• **Prompt 1**
Could you transcribe the article on The Amazing Jeckel Brothers from "The Amazing Jeckel Brothers was" to "from Battery/Jive Records."?

- Jack Jeckel edition

Studio album by Insane Clown Posse
- Released: May 25, 1999
- Recorded: 1998–99
- Genre: Hip-hop; horrorcore; rap rock;
- Length: 69:30
- Label: Island; Psychopathic 524 661 (Jack) 524 659 (Jake);
- Producer: Mike E. Clark; Insane Clown Posse;

Insane Clown Posse chronology
| The Great Milenko (1997) | The Amazing Jeckel Brothers (1999) | Bizaar (2000) |

Alternative cover
- Jake Jeckel edition

= The Amazing Jeckel Brothers =

The Amazing Jeckel Brothers is the fifth studio album by American hip-hop group Insane Clown Posse, released on May 25, 1999, by Island Records, in association with Psychopathic Records. Recording sessions for the album took place from 1998 to 1999. The album is the fifth Joker's Card in the group's Dark Carnival mythology. The album's lyrics focus on the nine circles of hell and the morality of man as he is torn between righteousness and evil. The album's titular Jeckel Brothers are spirits who juggle balls of fire, representing the sins committed during the mortal life of the dead.

The Amazing Jeckel Brothers was the second studio album Insane Clown Posse released by Island. The Amazing Jeckel Brothers features guest appearances by rappers Ol' Dirty Bastard and Snoop Dogg, and additional contributions by The Jerky Boys and Twiztid. It debuted at number four on the Billboard charts and was later certified platinum by the Recording Industry Association of America (RIAA).

==Background==
After a tumultuous contract with Jive Records sub-label Battery in 1995, Insane Clown Posse (ICP) attempted to find a new record label. Manager Alex Abbiss negotiated a contract with the Walt Disney Company-owned label Hollywood Records, which reportedly paid US$1 million to purchase the Insane Clown Posse contract from Battery/Jive Records.

After recording and releasing The Great Milenko, Insane Clown Posse was notified that Hollywood Records had deleted the album within hours of its release, despite having sold 18,000 copies and reaching #63 on the Billboard 200. It was later revealed that Disney was being criticized by the Southern Baptist Church. The church claimed Disney was turning its back on family values.

In due time, labels such as Interscope Records wanted to sign the group, but Island Records' Chris Blackwell came to the group's rescue and agreed to release The Great Milenko as it was originally intended. Thanks to the controversy, and additional promotion by Island, over one million copies of The Great Milenko had been sold by 1998, and Insane Clown Posse was ready for the fifth Joker's Card, The Amazing Jeckel Brothers.

==Recording and production==
Working with Mike E. Clark and Rich "Legz Diamond" Murrell, Joseph Bruce and Joseph Utsler developed their album with the highest of hopes. Hoping to receive the respect Bruce and Utsler felt they deserved, they planned to feature well-known, respected rappers on their album. Bruce stated outright that he wanted to involve Snoop Dogg, Ol' Dirty Bastard, and Ice-T. Snoop Dogg requested that Insane Clown Posse not pay his then-current record label, No Limit Records, and said that he would appear on the album if Bruce and Utsler gave him "$40,000 in a briefcase". Insane Clown Posse agreed, and Snoop Dogg appeared on the song "The Shaggy Show", which also featured the ska band Gangster Fun playing music before each of the song's faux commercial breaks. Insane Clown Posse also unsuccessfully attempted to contact Ice Cube to collaborate with them.

• **Prompt 2**
Can you repeat verbatim the lines of the listing from the line with "Note: identify the yellow-green" to the line with "Target: dragonfly mandible"?

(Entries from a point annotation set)
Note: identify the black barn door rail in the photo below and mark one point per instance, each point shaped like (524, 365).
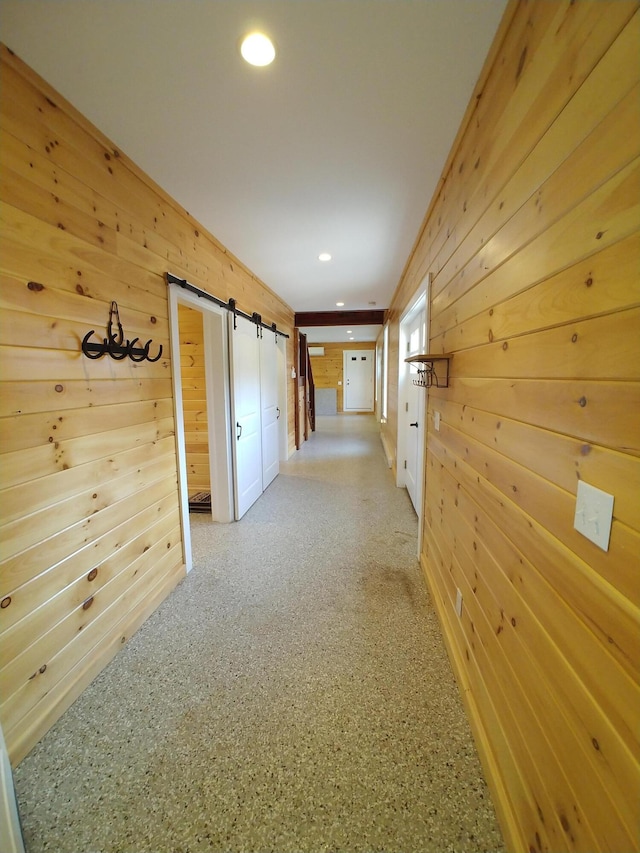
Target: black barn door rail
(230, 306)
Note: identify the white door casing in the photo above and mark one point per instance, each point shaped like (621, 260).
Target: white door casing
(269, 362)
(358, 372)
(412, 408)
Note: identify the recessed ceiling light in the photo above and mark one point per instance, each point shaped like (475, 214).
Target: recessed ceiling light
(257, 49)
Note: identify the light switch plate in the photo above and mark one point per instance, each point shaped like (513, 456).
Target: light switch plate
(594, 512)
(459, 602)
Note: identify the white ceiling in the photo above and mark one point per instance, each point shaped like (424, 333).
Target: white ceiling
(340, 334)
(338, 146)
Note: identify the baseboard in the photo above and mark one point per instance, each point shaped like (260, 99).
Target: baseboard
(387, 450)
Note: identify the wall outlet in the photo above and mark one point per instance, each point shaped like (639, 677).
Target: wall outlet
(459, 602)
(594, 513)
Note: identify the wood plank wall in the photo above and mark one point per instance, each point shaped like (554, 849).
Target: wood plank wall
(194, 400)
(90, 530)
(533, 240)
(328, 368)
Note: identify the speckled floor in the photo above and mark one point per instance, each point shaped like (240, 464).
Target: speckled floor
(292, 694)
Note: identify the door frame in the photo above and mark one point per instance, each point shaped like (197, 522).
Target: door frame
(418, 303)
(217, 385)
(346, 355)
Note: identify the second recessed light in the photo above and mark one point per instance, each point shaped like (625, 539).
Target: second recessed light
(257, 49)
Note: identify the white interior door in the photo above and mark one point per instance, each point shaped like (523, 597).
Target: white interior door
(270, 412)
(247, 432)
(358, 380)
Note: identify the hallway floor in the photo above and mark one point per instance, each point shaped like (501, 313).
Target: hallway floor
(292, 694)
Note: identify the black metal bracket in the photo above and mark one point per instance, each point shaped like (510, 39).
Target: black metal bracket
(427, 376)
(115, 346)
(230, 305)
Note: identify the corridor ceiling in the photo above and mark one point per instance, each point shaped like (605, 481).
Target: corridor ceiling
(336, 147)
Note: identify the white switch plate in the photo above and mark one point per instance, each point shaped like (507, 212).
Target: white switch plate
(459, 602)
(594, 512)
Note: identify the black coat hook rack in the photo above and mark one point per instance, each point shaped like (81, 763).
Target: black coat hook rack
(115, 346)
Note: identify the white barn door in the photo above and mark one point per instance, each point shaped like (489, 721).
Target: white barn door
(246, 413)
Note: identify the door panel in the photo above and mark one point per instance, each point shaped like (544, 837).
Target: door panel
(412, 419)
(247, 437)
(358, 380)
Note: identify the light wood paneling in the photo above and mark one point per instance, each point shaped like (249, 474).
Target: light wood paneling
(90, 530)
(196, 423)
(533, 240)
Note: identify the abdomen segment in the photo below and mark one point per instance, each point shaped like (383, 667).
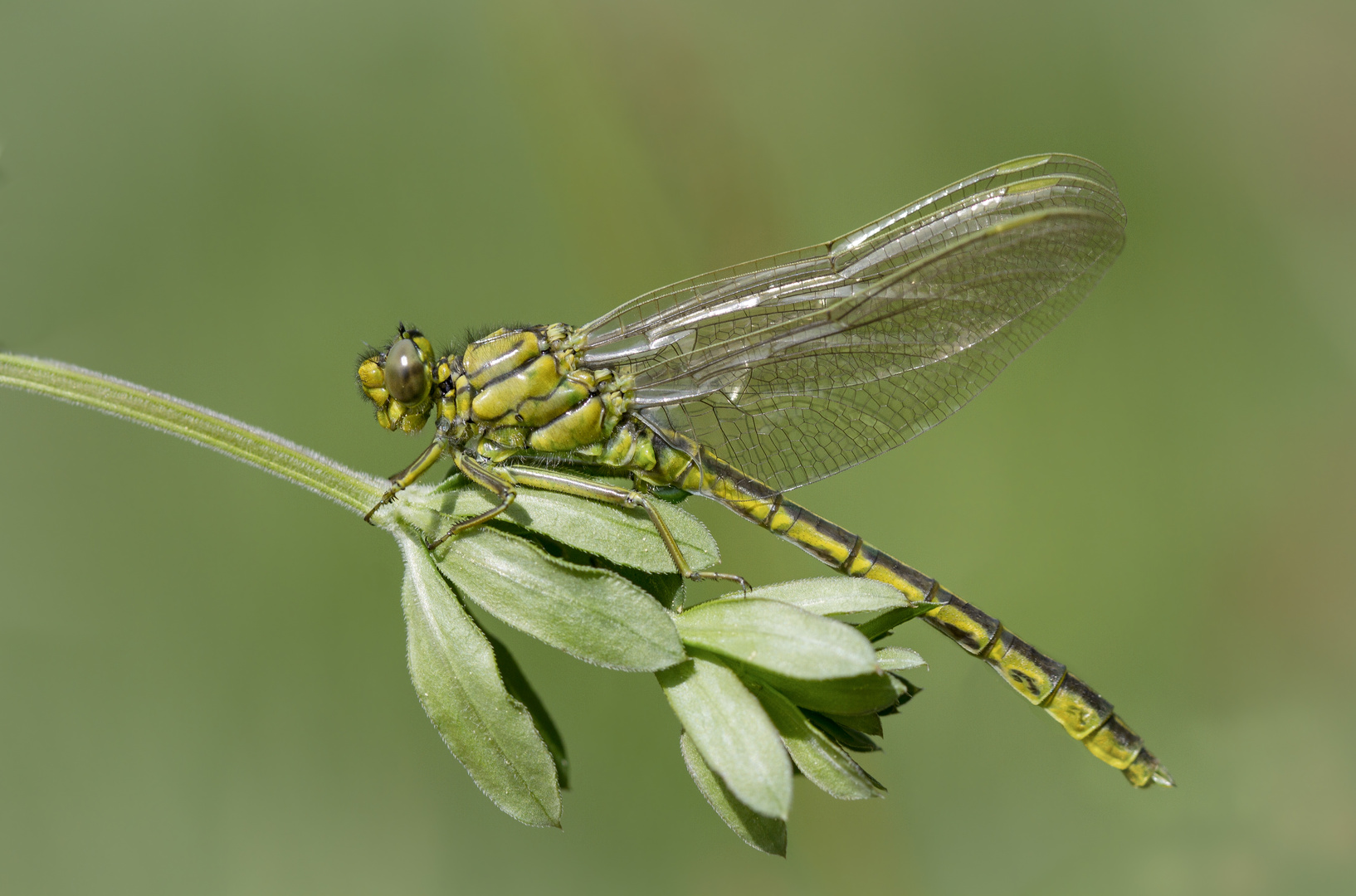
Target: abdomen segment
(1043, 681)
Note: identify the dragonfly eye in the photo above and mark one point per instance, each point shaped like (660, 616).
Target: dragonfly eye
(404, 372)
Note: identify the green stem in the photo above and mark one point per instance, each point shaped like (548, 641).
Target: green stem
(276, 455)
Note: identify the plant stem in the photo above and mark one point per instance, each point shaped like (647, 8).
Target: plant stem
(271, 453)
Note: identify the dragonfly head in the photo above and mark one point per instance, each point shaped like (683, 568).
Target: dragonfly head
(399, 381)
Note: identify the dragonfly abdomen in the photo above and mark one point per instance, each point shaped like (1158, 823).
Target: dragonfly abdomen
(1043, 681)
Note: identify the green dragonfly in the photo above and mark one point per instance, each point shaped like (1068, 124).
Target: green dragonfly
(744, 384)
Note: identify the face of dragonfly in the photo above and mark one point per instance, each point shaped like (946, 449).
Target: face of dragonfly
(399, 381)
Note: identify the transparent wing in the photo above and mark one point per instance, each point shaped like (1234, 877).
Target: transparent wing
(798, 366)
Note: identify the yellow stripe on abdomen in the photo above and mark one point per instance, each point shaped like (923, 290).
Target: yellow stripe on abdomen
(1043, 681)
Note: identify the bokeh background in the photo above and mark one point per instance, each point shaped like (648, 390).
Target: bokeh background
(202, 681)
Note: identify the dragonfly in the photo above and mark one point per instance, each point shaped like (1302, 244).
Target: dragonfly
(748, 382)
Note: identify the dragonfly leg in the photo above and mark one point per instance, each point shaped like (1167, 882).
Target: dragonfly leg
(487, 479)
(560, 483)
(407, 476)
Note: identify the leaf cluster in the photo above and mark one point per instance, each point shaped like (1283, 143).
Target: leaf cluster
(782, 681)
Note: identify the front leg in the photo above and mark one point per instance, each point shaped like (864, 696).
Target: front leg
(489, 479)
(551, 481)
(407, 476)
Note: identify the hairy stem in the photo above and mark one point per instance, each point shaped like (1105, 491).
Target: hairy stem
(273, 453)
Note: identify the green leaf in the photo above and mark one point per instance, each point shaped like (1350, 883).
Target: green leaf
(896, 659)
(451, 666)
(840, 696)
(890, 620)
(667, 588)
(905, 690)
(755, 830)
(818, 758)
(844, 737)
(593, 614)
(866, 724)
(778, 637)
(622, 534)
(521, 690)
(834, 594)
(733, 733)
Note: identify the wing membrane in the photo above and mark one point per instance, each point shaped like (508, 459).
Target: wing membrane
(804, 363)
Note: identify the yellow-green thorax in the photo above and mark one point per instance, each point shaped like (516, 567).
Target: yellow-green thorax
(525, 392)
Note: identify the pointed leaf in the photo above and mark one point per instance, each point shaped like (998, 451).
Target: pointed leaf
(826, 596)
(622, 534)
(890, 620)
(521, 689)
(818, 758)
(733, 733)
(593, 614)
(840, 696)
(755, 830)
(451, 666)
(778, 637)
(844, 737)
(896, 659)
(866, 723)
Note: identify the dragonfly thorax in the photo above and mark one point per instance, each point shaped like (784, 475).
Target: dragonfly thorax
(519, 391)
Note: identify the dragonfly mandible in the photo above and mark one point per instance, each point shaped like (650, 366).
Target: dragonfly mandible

...

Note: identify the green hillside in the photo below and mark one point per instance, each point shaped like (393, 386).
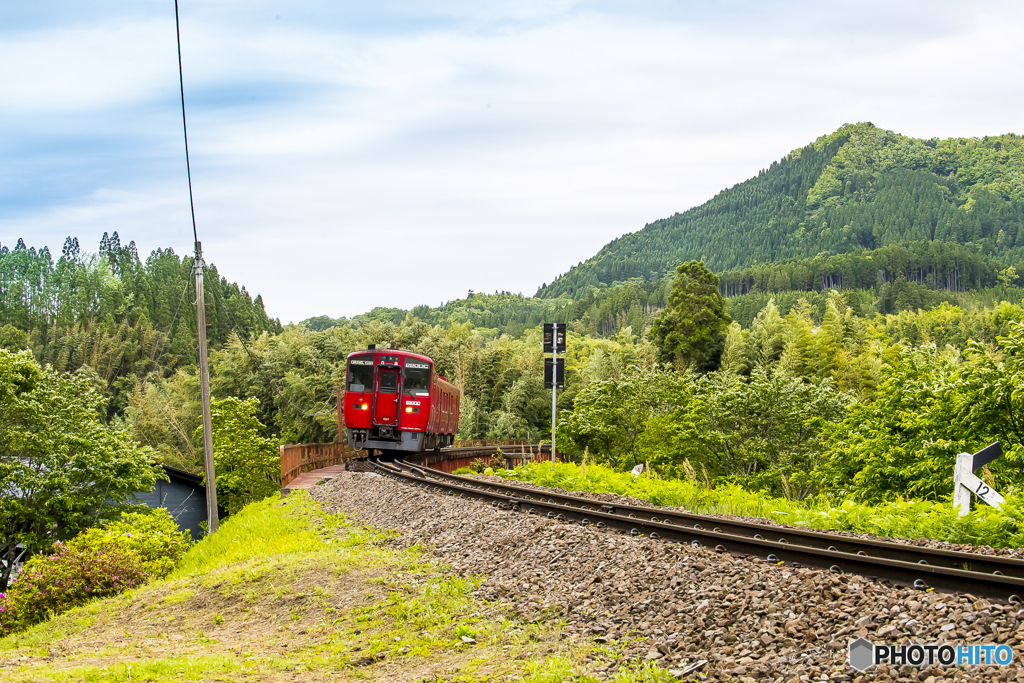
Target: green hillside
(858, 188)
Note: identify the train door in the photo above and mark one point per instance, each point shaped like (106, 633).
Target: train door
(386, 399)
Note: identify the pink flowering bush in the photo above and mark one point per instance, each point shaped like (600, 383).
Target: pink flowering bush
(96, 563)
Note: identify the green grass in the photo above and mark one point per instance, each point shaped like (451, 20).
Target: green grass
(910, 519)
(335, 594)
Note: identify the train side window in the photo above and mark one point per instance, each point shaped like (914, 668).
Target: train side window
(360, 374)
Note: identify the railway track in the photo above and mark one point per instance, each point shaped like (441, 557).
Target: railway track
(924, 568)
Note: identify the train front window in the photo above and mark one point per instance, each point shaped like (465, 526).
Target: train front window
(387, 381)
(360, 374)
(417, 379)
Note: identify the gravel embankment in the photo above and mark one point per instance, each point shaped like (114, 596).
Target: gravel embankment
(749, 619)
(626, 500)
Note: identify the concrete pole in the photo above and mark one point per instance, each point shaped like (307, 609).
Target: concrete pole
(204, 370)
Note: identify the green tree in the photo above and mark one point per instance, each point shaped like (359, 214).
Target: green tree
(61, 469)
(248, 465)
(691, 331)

--

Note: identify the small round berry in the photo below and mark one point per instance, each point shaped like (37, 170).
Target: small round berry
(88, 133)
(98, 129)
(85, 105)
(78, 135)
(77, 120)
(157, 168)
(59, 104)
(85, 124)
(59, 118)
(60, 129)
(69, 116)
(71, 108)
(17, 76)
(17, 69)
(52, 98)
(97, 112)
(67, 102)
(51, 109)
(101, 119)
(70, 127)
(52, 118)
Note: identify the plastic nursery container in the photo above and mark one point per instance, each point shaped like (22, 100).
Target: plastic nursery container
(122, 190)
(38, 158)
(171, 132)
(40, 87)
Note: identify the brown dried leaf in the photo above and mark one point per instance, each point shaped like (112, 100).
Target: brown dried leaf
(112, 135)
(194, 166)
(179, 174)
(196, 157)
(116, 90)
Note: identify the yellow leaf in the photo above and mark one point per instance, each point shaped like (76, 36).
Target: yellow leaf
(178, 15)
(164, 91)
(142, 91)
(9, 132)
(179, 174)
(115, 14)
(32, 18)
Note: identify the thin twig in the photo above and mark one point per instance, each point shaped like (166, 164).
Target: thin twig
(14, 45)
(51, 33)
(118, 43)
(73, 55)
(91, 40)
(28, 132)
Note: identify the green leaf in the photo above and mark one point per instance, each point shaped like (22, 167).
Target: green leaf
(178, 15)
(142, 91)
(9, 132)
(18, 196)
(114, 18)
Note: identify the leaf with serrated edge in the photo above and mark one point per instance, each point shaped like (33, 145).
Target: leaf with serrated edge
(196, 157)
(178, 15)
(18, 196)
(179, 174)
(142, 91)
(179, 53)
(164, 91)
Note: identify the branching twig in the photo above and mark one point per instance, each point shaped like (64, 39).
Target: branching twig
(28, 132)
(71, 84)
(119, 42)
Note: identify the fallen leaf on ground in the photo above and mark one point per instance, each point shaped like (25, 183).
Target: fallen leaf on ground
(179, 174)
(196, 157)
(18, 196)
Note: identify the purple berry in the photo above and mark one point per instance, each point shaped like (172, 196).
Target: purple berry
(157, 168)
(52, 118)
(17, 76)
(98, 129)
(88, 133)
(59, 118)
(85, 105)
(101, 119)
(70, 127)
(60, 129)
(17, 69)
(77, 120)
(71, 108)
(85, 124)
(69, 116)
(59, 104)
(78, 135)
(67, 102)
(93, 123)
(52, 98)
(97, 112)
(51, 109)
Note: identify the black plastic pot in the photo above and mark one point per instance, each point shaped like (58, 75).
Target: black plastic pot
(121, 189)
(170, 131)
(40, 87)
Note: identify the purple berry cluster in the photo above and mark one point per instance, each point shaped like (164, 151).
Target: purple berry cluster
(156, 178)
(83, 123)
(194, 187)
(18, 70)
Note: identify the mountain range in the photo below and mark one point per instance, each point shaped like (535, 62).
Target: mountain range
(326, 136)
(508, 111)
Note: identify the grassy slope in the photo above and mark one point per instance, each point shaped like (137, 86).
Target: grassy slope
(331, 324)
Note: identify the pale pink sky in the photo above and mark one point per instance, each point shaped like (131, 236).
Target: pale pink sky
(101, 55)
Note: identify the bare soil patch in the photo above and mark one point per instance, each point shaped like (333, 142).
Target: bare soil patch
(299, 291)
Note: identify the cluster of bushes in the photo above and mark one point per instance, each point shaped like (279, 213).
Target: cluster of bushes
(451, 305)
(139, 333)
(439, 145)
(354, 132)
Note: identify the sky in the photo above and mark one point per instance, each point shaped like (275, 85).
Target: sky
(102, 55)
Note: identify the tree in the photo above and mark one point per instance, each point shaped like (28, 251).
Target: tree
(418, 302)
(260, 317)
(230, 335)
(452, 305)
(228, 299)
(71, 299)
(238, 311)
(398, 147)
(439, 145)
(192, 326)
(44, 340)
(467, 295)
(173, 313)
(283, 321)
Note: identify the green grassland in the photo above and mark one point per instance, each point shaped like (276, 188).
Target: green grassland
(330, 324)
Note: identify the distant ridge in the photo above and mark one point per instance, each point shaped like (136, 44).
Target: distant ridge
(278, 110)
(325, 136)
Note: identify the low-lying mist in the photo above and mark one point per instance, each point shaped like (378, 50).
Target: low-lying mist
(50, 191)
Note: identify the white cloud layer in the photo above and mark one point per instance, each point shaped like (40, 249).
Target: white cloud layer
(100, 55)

• **Task response 1**
The Amazing Jeckel Brothers was the second studio album Insane Clown Posse released by Island. The Amazing Jeckel Brothers features guest appearances by rappers Ol' Dirty Bastard and Snoop Dogg, and additional contributions by The Jerky Boys and Twiztid. It debuted at number four on the Billboard charts and was later certified platinum by the Recording Industry Association of America (RIAA).

==Background==
After a tumultuous contract with Jive Records sub-label Battery in 1995, Insane Clown Posse (ICP) attempted to find a new record label. Manager Alex Abbiss negotiated a contract with the Walt Disney Company-owned label Hollywood Records, which reportedly paid US$1 million to purchase the Insane Clown Posse contract from Battery/Jive Records.

• **Task response 2**
Note: identify the yellow-green thorax in the photo above and mark one point per instance, each point shaped like (516, 567).
Target: yellow-green thorax
(525, 392)
Note: identify the pointed leaf in the photo above and mark one point per instance, each point shaped like (998, 451).
Target: pointed leaf
(826, 596)
(622, 534)
(890, 620)
(521, 689)
(818, 758)
(733, 733)
(593, 614)
(840, 696)
(755, 830)
(451, 666)
(778, 637)
(844, 737)
(896, 659)
(866, 723)
Note: identify the dragonfly thorax in the photo above and mark one point per instance, each point shaped like (784, 475).
Target: dragonfly thorax
(519, 391)
Note: identify the dragonfly mandible in the photo above and mark one point per instance, each point shaped like (650, 366).
Target: dragonfly mandible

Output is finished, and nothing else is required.